## Point annotation records:
— Begin —

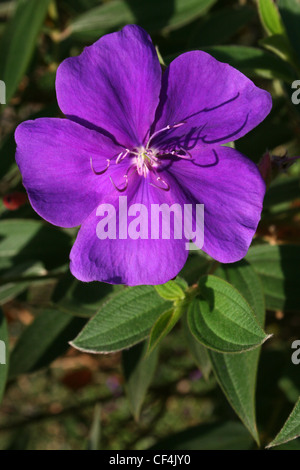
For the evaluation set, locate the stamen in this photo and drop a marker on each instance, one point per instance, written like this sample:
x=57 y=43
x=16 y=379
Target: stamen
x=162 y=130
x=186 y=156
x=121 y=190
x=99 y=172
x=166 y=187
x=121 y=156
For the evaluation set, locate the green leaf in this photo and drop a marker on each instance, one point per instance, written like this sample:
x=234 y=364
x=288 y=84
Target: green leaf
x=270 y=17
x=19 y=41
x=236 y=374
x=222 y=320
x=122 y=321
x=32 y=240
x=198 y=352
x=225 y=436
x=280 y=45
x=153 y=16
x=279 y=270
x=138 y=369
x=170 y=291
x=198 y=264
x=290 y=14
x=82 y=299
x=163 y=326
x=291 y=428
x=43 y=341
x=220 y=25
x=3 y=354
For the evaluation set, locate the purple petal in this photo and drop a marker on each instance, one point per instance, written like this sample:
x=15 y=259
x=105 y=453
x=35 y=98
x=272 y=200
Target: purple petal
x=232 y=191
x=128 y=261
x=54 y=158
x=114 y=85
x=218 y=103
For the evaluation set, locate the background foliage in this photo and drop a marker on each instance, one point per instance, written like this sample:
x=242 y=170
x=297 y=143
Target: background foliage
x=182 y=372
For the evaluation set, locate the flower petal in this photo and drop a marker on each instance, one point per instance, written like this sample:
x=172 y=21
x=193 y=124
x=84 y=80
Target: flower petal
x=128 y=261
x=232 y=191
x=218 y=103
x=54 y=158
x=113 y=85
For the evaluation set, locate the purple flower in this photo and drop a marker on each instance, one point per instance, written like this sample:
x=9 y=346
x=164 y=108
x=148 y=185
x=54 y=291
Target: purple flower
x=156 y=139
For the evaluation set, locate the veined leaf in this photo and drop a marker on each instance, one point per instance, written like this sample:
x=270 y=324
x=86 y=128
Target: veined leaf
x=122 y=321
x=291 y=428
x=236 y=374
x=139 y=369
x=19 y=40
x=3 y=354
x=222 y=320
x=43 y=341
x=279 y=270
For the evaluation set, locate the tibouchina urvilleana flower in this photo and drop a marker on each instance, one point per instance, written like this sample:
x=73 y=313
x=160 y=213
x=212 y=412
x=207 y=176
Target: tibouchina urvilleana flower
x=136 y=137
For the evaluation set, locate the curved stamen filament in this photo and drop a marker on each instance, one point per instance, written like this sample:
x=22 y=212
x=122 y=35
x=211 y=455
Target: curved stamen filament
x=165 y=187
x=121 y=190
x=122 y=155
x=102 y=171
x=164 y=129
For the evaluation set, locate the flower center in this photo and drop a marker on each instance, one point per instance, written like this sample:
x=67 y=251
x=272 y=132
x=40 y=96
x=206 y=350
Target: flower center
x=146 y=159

— End —
— Begin —

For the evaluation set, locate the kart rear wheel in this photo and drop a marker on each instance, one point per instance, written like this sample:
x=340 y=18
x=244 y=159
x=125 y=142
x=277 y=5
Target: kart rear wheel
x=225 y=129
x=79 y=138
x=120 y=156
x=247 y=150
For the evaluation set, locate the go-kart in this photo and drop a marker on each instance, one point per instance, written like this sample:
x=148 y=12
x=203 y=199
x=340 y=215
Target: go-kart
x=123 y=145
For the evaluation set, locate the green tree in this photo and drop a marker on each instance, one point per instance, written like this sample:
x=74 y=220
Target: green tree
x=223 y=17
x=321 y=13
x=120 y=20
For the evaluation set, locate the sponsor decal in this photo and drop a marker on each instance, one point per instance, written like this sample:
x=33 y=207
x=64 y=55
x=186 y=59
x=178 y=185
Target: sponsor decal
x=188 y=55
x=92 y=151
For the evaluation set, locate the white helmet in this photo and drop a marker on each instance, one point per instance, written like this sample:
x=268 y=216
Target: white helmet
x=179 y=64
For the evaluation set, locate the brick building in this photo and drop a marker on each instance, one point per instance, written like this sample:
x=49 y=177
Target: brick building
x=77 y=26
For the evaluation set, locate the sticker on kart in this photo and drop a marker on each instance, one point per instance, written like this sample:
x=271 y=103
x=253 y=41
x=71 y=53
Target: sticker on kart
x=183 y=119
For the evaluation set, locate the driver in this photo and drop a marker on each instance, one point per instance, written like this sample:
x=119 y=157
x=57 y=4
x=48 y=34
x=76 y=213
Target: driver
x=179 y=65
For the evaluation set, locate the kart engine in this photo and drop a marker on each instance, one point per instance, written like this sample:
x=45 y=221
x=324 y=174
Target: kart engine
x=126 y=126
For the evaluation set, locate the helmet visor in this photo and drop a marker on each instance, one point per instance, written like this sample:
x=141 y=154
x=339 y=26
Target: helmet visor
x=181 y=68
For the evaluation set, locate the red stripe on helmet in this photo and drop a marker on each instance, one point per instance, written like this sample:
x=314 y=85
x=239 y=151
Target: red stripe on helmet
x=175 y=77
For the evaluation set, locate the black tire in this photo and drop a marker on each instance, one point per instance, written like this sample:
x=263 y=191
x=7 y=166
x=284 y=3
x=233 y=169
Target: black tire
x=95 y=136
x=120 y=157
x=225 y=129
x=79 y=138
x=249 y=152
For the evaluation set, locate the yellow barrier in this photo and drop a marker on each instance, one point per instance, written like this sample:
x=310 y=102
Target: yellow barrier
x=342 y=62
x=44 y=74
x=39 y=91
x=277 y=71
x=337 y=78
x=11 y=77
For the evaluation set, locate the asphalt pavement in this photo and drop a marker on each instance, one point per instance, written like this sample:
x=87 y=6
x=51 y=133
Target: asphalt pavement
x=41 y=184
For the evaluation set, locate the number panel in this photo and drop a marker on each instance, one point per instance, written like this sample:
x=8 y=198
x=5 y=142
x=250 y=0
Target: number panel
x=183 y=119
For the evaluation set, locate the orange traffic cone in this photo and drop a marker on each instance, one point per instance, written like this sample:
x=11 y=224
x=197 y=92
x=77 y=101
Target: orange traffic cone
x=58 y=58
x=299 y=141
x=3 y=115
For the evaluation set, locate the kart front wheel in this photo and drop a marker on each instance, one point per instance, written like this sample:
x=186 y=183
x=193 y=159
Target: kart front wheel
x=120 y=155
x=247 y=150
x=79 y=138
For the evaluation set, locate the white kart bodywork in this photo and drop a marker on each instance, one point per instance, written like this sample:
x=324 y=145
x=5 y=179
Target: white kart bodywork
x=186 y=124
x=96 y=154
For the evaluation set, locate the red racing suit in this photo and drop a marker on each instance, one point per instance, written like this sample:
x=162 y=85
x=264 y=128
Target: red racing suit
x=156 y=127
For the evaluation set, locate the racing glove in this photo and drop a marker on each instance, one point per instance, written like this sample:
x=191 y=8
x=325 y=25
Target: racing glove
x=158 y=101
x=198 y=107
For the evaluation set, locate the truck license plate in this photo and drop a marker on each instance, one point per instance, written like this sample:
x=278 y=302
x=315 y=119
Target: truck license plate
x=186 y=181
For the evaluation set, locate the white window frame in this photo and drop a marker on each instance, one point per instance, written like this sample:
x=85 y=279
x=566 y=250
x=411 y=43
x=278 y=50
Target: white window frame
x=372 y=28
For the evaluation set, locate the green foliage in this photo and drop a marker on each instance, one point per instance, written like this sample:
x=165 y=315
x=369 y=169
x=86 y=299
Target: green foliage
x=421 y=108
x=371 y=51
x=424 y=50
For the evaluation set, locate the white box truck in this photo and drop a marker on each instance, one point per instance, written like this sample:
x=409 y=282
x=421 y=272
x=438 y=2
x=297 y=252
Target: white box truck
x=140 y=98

— End —
— Begin —

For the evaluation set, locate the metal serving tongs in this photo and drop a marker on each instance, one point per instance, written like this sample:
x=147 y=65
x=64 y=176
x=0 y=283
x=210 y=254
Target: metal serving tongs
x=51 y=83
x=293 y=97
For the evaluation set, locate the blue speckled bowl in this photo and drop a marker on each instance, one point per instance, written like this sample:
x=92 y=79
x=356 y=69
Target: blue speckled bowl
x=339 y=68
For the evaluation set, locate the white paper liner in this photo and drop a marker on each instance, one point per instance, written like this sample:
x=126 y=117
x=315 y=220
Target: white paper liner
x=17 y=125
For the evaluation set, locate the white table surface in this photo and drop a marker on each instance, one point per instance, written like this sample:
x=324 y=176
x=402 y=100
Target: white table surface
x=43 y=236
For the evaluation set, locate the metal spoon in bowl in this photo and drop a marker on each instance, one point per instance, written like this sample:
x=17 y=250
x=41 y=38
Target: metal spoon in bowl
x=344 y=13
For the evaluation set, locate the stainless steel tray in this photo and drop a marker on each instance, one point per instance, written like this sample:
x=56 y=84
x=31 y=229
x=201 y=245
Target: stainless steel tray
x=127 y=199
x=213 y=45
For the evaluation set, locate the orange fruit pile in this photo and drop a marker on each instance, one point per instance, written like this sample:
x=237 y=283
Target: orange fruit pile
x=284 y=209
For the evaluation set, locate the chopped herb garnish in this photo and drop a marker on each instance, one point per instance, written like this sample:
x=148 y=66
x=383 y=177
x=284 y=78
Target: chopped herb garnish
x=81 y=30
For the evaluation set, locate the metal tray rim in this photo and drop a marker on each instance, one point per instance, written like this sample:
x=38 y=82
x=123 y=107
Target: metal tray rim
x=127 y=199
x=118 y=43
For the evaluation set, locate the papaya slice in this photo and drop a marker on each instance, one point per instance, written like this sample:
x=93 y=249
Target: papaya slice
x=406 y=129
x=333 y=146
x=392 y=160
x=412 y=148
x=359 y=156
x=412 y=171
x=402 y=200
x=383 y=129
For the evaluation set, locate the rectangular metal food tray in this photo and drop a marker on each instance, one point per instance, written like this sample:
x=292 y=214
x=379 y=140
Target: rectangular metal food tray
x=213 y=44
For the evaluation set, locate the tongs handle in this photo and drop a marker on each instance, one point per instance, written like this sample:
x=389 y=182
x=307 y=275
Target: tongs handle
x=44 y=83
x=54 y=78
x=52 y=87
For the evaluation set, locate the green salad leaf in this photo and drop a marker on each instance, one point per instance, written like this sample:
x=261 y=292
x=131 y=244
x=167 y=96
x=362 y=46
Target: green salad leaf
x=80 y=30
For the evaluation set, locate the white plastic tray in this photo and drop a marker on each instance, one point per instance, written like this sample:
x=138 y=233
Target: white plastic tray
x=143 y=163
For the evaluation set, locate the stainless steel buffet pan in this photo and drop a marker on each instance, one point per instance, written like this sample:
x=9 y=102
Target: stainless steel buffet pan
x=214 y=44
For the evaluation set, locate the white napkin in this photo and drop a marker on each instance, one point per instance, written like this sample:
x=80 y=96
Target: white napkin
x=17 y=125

— End —

## Written task:
Please state how many lines of the data above contain the string "center", with case counting. Give only the number.

## Solved exercise:
2